**** Te lezen fragment
HERINNERINGEN
Warme gevoelens uit mijn kindertijd komen boven als ik de processie loop. Warme en saaie. Eindeloze verveling maar ook een gevoel van verhevenheid. Flarden marsmuziek vermengd met wolken wierook. Meerstemmig klokkengelui en bel-gerinkel, en dan ineens de zoete geur van seringen. Het routineuze dreunen van weesgegroetjes waait met de wind. Bezorgde blikken turen naar de wolken. Het decor bestaat uit groene weiden met onverschillige koeien en straten waar mensen hun bloemen hebben buitengezet, terwijl de jongeren fotograferen en de ouderen knielen.
********
**** Aangeleverde gegevens
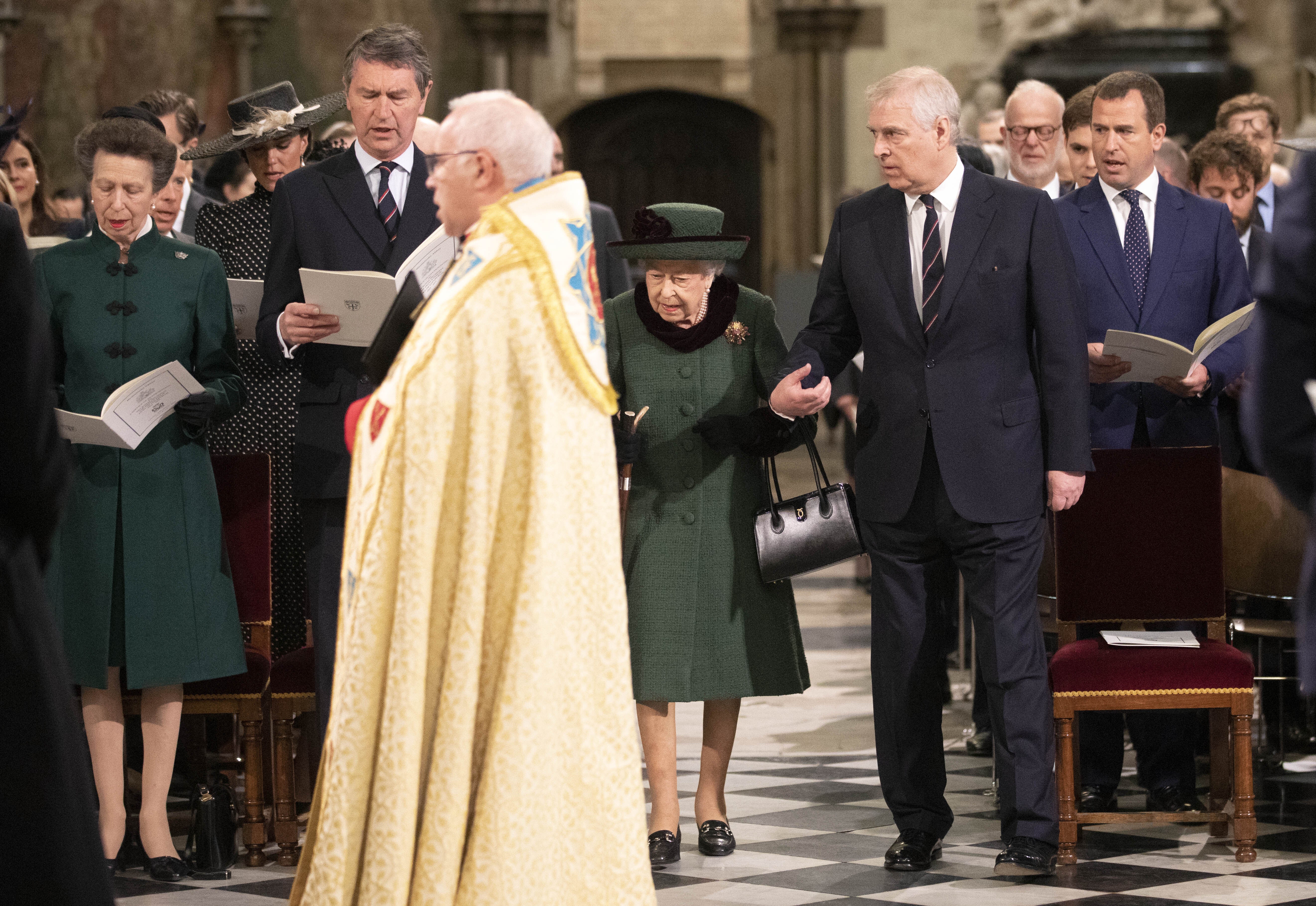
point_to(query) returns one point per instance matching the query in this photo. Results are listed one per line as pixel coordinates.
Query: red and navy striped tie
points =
(933, 264)
(386, 203)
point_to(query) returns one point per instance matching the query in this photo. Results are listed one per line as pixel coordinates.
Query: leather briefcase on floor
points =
(806, 532)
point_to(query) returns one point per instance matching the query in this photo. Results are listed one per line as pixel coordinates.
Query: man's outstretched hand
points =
(794, 401)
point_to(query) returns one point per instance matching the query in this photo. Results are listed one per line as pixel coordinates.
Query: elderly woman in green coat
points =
(701, 352)
(140, 576)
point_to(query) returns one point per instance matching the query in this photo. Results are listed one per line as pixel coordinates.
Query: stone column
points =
(814, 35)
(244, 20)
(10, 19)
(510, 33)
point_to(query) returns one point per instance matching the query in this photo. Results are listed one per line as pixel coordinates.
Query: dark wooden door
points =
(655, 147)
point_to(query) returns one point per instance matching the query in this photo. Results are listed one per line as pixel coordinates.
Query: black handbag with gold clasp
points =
(806, 532)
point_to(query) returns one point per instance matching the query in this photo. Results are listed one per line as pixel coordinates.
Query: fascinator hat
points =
(269, 114)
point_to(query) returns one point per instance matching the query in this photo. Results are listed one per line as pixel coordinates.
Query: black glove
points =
(763, 433)
(631, 448)
(197, 410)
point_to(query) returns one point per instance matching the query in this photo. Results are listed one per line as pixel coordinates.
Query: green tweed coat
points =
(181, 621)
(703, 625)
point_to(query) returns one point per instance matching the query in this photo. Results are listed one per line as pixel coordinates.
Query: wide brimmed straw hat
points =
(678, 231)
(269, 114)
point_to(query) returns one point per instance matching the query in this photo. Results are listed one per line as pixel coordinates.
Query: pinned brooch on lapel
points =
(736, 334)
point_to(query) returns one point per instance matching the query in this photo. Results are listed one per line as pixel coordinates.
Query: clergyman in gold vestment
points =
(482, 729)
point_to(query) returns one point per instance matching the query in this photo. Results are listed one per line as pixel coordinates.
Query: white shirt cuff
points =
(278, 332)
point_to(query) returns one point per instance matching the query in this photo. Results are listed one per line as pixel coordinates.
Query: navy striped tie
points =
(386, 203)
(933, 264)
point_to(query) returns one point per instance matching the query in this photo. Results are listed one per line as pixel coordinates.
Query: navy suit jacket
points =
(1198, 277)
(323, 216)
(1002, 377)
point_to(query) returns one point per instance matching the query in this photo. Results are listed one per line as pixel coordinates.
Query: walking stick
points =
(630, 422)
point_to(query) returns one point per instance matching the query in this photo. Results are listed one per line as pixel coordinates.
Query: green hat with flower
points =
(678, 231)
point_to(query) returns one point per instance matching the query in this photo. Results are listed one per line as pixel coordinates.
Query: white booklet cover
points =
(245, 297)
(132, 411)
(1181, 639)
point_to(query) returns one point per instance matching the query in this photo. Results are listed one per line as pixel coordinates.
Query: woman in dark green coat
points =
(701, 352)
(140, 579)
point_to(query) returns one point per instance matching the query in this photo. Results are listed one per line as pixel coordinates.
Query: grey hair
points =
(394, 45)
(514, 132)
(709, 268)
(930, 94)
(126, 137)
(1031, 86)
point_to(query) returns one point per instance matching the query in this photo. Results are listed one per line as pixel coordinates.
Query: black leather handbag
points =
(806, 532)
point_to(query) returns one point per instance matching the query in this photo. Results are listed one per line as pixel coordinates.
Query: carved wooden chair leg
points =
(1065, 788)
(1246, 817)
(285, 809)
(253, 821)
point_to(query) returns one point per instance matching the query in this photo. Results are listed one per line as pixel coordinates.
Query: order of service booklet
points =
(361, 298)
(1155, 357)
(132, 411)
(245, 297)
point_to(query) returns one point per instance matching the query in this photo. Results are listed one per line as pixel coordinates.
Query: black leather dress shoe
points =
(664, 847)
(1026, 856)
(980, 745)
(717, 839)
(1172, 799)
(913, 851)
(166, 868)
(1097, 799)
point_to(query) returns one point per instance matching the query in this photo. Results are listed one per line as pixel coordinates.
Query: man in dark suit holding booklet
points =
(1152, 260)
(366, 209)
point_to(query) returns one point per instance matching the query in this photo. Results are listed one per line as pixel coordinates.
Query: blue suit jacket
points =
(1198, 277)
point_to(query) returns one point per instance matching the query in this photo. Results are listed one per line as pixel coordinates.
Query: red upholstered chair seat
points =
(244, 684)
(1094, 667)
(295, 673)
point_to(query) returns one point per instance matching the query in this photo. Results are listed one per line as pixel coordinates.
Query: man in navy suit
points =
(366, 209)
(960, 288)
(1156, 260)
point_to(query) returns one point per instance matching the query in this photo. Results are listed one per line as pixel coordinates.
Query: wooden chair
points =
(1144, 546)
(243, 482)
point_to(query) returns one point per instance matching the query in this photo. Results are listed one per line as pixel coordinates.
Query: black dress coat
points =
(1001, 379)
(324, 218)
(47, 795)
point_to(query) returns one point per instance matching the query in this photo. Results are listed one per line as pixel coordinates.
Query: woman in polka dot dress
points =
(273, 131)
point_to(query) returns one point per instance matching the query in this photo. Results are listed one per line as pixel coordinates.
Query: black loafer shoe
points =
(980, 745)
(717, 839)
(1026, 856)
(1172, 799)
(1097, 799)
(166, 868)
(664, 847)
(913, 851)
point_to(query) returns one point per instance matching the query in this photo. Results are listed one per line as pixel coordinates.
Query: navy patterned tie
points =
(933, 264)
(386, 203)
(1138, 247)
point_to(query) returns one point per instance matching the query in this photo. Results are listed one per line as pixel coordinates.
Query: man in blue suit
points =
(1155, 260)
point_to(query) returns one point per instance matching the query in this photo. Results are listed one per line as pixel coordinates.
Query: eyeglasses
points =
(1020, 133)
(434, 161)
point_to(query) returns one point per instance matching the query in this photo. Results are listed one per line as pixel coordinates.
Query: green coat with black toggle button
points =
(703, 625)
(140, 577)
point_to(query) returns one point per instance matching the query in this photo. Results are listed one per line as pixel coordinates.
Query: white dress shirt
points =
(398, 182)
(1147, 201)
(1266, 205)
(1052, 189)
(944, 203)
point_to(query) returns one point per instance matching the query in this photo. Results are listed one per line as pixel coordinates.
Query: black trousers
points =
(999, 564)
(323, 523)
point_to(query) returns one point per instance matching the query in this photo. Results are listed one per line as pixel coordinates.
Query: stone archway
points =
(655, 147)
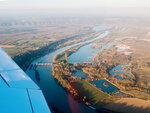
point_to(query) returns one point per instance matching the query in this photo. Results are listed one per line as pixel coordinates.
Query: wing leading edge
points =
(18, 93)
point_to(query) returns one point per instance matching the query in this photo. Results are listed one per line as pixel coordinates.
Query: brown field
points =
(130, 105)
(7, 46)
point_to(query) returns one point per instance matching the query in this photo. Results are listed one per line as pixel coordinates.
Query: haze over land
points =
(112, 70)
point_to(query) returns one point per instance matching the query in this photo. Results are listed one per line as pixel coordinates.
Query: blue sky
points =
(23, 4)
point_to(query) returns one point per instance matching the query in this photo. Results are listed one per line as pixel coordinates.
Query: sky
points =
(77, 6)
(25, 4)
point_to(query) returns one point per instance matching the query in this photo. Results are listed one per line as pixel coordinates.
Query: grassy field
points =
(93, 94)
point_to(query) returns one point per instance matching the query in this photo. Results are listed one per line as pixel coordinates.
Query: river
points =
(55, 95)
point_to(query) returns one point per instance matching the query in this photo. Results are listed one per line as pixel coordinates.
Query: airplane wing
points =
(18, 93)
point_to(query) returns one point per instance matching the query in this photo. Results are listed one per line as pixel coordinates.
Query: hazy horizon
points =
(75, 7)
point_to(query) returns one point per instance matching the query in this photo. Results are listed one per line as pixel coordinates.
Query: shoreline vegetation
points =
(25, 59)
(84, 91)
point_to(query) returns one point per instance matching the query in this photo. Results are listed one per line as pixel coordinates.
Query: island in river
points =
(108, 74)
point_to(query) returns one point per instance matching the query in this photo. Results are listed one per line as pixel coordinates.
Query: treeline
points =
(24, 60)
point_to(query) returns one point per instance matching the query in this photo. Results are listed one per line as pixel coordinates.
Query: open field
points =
(130, 105)
(93, 94)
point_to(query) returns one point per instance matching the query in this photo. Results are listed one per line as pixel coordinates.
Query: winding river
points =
(56, 97)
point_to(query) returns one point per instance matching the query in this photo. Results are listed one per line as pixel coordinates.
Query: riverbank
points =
(24, 60)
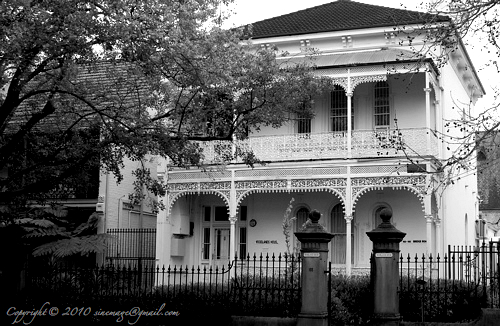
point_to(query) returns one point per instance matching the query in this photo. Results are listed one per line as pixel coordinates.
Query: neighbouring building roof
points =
(381, 56)
(337, 16)
(488, 170)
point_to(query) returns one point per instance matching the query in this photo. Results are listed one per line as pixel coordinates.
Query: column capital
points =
(348, 218)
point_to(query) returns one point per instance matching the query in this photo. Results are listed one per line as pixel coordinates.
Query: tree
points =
(450, 25)
(87, 84)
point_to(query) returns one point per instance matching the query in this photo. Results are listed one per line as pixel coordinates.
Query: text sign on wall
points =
(311, 254)
(383, 255)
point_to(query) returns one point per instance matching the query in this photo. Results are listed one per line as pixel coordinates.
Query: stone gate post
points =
(314, 241)
(384, 271)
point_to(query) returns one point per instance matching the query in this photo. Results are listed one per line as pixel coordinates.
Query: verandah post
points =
(384, 270)
(314, 241)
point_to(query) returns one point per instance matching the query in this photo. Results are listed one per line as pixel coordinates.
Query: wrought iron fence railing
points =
(258, 285)
(452, 287)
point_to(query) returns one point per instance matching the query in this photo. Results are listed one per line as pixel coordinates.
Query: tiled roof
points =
(357, 58)
(337, 16)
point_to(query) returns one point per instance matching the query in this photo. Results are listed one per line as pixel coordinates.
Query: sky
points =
(249, 11)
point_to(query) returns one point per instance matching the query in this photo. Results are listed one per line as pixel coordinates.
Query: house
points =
(488, 181)
(115, 90)
(377, 140)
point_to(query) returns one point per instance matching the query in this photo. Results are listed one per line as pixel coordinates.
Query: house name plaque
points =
(383, 255)
(311, 254)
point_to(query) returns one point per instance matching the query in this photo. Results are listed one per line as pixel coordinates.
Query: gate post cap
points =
(314, 216)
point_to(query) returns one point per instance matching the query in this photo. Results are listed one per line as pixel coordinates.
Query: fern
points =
(78, 245)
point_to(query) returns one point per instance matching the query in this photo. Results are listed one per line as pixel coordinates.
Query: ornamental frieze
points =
(195, 186)
(316, 183)
(355, 81)
(266, 184)
(389, 181)
(414, 184)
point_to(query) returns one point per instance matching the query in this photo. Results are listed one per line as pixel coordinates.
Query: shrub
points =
(350, 300)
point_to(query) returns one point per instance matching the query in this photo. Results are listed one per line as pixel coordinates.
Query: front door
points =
(221, 247)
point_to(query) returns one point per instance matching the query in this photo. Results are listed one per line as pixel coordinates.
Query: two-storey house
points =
(376, 140)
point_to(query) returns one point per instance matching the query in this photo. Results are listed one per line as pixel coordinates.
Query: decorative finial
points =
(386, 215)
(314, 216)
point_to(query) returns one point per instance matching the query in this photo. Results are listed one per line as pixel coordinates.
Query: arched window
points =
(381, 106)
(301, 217)
(338, 110)
(338, 224)
(376, 214)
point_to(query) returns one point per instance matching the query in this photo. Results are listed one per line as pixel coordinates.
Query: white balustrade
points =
(365, 143)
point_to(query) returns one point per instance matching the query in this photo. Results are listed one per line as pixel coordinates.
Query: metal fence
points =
(258, 285)
(450, 288)
(132, 247)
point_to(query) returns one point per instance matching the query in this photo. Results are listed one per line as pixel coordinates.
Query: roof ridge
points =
(339, 15)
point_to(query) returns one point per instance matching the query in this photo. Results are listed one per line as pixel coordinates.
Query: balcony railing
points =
(332, 145)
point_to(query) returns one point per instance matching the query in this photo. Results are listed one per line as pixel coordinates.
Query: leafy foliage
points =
(49, 231)
(86, 85)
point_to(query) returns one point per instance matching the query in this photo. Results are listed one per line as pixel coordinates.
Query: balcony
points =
(332, 145)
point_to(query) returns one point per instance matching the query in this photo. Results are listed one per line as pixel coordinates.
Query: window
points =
(243, 242)
(221, 214)
(381, 107)
(303, 124)
(206, 215)
(206, 243)
(338, 110)
(302, 216)
(243, 213)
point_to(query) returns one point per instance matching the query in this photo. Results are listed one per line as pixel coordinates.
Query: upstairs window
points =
(338, 110)
(303, 124)
(381, 107)
(302, 215)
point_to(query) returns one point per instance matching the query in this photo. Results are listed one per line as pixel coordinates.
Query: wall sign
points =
(266, 241)
(311, 254)
(383, 255)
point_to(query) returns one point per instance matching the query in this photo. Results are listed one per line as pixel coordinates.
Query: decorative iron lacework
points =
(355, 81)
(335, 186)
(414, 184)
(198, 186)
(266, 184)
(291, 172)
(315, 183)
(198, 175)
(378, 169)
(371, 69)
(174, 195)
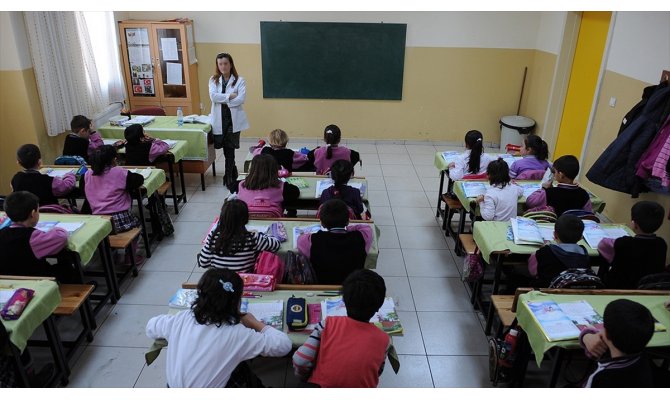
********
- Opdracht: Vertaal alstublieft de zin „Bezorgde blikken turen naar de wolken." uit het fragment over de processie in het Engels. De lijst is materiaal dat los staat van het fragment.

- Schriftelijk antwoord: Worried glances peer at the clouds.